═══ RECORD EXTRACTS ═══

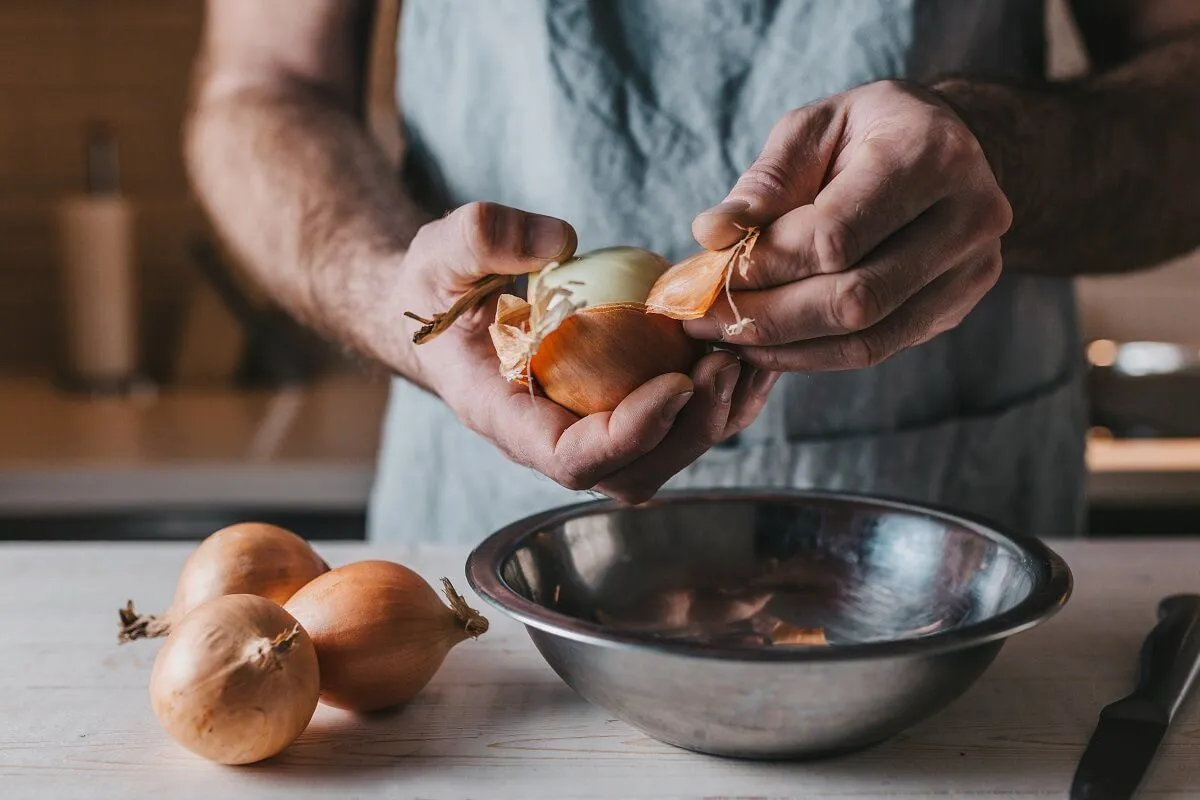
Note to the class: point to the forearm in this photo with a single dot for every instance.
(1103, 173)
(298, 190)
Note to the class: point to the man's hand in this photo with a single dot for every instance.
(628, 453)
(881, 223)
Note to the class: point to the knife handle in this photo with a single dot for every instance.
(1170, 656)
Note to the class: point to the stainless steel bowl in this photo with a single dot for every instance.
(678, 617)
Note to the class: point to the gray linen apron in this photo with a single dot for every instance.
(629, 116)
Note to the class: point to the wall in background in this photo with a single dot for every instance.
(1147, 305)
(126, 61)
(61, 64)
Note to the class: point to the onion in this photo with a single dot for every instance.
(598, 326)
(585, 335)
(237, 681)
(249, 558)
(381, 632)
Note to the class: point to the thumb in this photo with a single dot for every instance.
(786, 175)
(483, 239)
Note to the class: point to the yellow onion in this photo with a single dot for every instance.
(585, 336)
(599, 325)
(237, 681)
(381, 632)
(690, 288)
(247, 558)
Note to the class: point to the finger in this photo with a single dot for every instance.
(749, 398)
(483, 239)
(579, 452)
(846, 302)
(888, 181)
(786, 175)
(937, 308)
(699, 427)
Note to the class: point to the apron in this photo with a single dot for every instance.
(628, 118)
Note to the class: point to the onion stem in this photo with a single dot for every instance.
(467, 302)
(139, 626)
(473, 623)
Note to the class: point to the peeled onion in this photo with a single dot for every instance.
(604, 323)
(690, 288)
(585, 335)
(247, 558)
(237, 681)
(381, 632)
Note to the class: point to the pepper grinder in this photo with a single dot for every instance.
(99, 275)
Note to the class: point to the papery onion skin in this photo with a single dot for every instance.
(237, 681)
(246, 558)
(599, 355)
(381, 632)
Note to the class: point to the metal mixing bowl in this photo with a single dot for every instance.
(677, 615)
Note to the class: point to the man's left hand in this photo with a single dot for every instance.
(881, 222)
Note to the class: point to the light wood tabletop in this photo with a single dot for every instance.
(496, 722)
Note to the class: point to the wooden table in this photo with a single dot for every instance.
(496, 722)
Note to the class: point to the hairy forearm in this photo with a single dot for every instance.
(1103, 173)
(298, 190)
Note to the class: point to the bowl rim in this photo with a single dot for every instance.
(483, 572)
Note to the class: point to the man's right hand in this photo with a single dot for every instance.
(628, 453)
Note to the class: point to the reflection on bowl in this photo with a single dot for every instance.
(767, 624)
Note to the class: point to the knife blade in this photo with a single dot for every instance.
(1129, 731)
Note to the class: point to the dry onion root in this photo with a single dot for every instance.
(249, 558)
(237, 681)
(381, 632)
(599, 325)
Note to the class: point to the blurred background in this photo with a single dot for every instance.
(147, 391)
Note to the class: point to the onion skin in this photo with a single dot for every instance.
(381, 632)
(599, 355)
(249, 558)
(237, 681)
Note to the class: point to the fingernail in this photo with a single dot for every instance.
(545, 236)
(729, 206)
(673, 405)
(726, 379)
(706, 328)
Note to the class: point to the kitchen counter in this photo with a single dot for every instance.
(496, 722)
(315, 447)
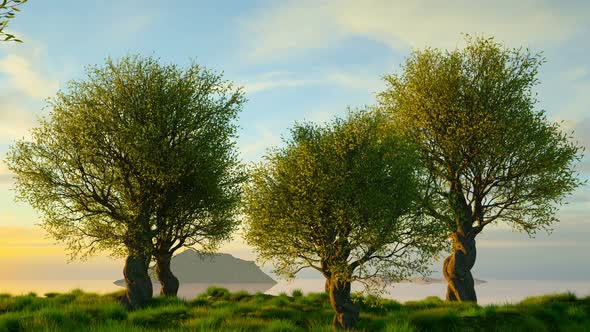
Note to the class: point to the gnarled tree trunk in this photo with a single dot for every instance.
(167, 279)
(457, 268)
(346, 312)
(139, 286)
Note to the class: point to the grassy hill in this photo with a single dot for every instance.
(219, 310)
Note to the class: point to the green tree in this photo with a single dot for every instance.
(199, 203)
(339, 199)
(106, 162)
(8, 9)
(491, 156)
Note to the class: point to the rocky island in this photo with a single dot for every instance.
(196, 272)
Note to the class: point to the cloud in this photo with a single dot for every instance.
(346, 79)
(264, 139)
(24, 78)
(294, 26)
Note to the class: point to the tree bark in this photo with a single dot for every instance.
(346, 312)
(457, 268)
(167, 279)
(139, 286)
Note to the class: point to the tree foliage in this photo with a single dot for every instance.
(8, 9)
(340, 199)
(490, 154)
(136, 155)
(472, 111)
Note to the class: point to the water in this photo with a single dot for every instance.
(494, 291)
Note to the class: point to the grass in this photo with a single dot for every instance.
(219, 310)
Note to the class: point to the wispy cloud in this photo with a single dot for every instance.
(21, 76)
(252, 147)
(294, 26)
(280, 80)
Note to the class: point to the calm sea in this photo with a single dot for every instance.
(494, 291)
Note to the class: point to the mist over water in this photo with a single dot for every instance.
(494, 291)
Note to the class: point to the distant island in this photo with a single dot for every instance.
(428, 280)
(192, 267)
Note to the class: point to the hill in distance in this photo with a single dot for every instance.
(190, 266)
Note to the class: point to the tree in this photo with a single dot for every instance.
(338, 199)
(8, 9)
(104, 164)
(199, 205)
(491, 156)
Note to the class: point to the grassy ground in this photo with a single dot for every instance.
(219, 310)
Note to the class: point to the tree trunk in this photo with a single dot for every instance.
(139, 286)
(167, 279)
(457, 268)
(346, 312)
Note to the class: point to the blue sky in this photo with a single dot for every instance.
(297, 60)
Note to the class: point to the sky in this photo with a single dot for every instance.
(296, 60)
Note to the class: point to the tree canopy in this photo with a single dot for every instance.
(8, 9)
(340, 199)
(490, 154)
(124, 147)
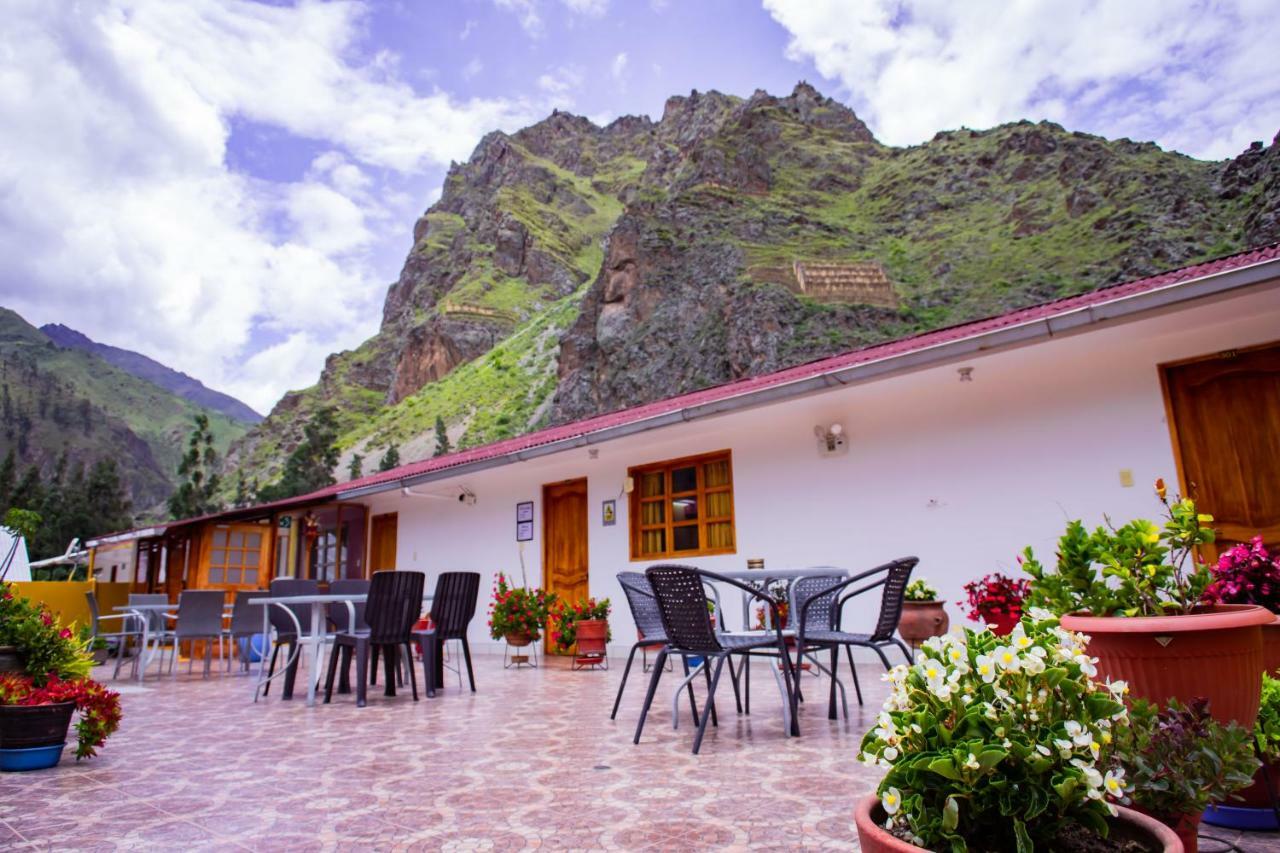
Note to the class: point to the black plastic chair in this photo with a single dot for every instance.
(682, 607)
(392, 607)
(453, 606)
(287, 629)
(818, 616)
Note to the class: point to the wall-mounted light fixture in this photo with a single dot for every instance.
(831, 439)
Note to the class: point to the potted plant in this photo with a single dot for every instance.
(1137, 591)
(996, 600)
(517, 614)
(923, 614)
(585, 625)
(1246, 574)
(1004, 744)
(1179, 760)
(36, 705)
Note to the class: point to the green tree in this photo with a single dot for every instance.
(391, 459)
(199, 468)
(442, 437)
(310, 465)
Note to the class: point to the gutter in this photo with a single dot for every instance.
(1170, 297)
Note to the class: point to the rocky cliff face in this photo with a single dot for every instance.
(570, 269)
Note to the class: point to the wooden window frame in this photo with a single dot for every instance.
(668, 496)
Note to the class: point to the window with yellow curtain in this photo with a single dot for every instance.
(682, 507)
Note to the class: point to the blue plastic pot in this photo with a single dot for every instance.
(31, 757)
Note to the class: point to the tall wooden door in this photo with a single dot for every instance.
(382, 550)
(565, 568)
(1225, 420)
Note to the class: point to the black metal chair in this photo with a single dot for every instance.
(688, 626)
(818, 606)
(453, 606)
(287, 628)
(392, 607)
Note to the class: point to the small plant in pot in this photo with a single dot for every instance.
(996, 600)
(1179, 760)
(517, 614)
(923, 614)
(1137, 591)
(36, 705)
(1001, 743)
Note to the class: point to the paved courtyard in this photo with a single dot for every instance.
(530, 761)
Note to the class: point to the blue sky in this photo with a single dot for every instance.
(229, 186)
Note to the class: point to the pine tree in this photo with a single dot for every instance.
(442, 437)
(197, 493)
(391, 459)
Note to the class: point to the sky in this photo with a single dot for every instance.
(231, 186)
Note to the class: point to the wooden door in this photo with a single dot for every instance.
(565, 566)
(1224, 413)
(382, 550)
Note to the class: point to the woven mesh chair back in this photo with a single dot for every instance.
(338, 612)
(821, 615)
(200, 612)
(455, 603)
(644, 606)
(282, 587)
(682, 607)
(891, 601)
(156, 623)
(394, 602)
(246, 617)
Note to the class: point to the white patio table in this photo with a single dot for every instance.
(142, 614)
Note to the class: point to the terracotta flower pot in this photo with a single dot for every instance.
(922, 620)
(1216, 653)
(869, 817)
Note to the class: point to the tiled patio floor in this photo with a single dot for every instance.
(530, 761)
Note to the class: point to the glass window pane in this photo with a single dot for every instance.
(685, 538)
(716, 473)
(684, 510)
(653, 512)
(684, 479)
(652, 484)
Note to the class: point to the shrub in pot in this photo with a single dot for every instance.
(517, 614)
(923, 614)
(1179, 760)
(1000, 744)
(1137, 591)
(996, 600)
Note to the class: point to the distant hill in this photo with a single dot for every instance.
(60, 400)
(154, 372)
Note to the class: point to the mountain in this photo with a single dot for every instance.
(56, 400)
(152, 372)
(570, 269)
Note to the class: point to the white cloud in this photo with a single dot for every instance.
(618, 65)
(1191, 74)
(124, 219)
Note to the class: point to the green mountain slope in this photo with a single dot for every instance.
(570, 269)
(56, 400)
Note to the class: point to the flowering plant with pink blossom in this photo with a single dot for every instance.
(1246, 574)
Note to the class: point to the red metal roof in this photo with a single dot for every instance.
(807, 370)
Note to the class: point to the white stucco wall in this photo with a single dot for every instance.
(961, 474)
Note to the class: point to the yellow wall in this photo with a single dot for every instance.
(67, 597)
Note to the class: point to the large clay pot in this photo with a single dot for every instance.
(1216, 653)
(1127, 825)
(922, 620)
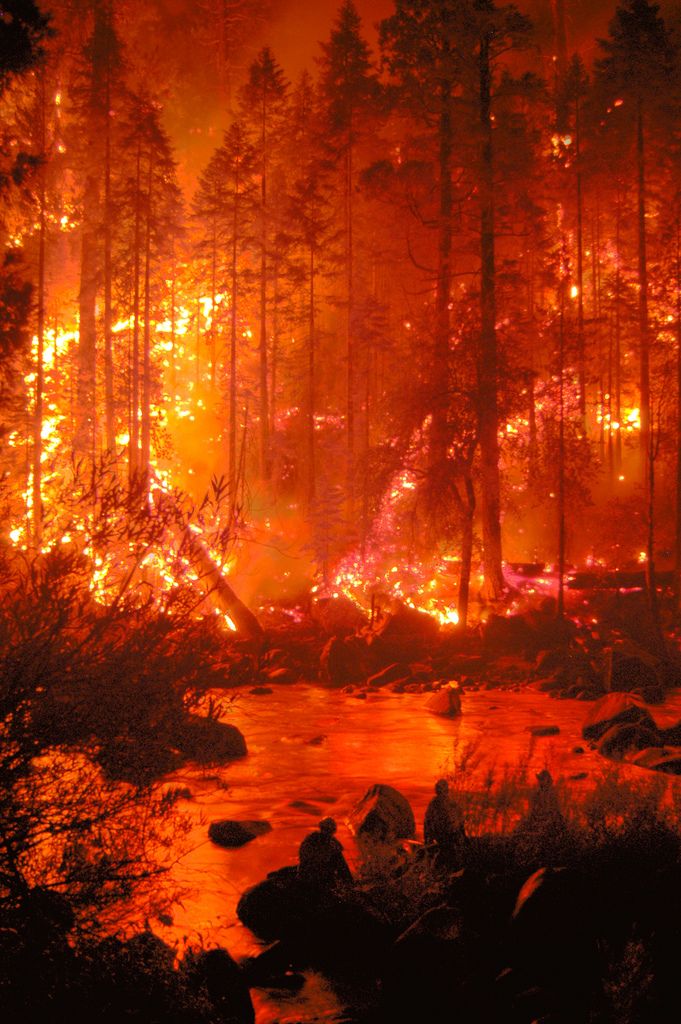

═══

## SET TASK
Lay out the rows above as a numbered list, starting with the line that contains "Note to the class: point to the tree in" and going down through the line that contains "(1170, 297)", both included. Omit blank lines and pictures.

## TASK ANSWER
1. Note to the class: point to the tree in this photo with a single dot for every instance.
2. (338, 199)
3. (8, 9)
4. (104, 164)
5. (199, 205)
6. (491, 156)
7. Note to the class: point to the grassy ground in this photo with a single dot for every instance.
8. (219, 310)
9. Note to the class: point to the tree trunk in this photo with a single dot for every instance.
10. (139, 286)
11. (167, 279)
12. (457, 268)
13. (346, 312)
14. Note to the class: point to the blue sky in this photo with a single dot for every instance.
15. (297, 60)
16. Note to the class: point to the sky in this photo with a single dot for every instance.
17. (296, 60)
18. Note to the class: point to the tree canopy in this photo with a single dot for every instance.
19. (8, 9)
20. (340, 199)
21. (490, 154)
22. (124, 147)
23. Note to the class: point to the black plastic chair in this photo with a single dot for every instance.
24. (682, 607)
25. (392, 607)
26. (453, 606)
27. (287, 629)
28. (818, 616)
29. Note to the class: point to the wall-mounted light fixture in this photo with a single dot for every instance.
30. (831, 439)
31. Note to the class: point to the potted plant in this photo with a single dot for every instance.
32. (1137, 591)
33. (996, 600)
34. (517, 614)
35. (923, 614)
36. (585, 625)
37. (1246, 574)
38. (1004, 744)
39. (1179, 760)
40. (36, 705)
41. Note to the class: point to the green tree in this photo with a single dot for every instance.
42. (391, 459)
43. (199, 468)
44. (442, 437)
45. (310, 465)
46. Note to the class: point to the gutter in this photo with a single dot for every instance.
47. (1170, 297)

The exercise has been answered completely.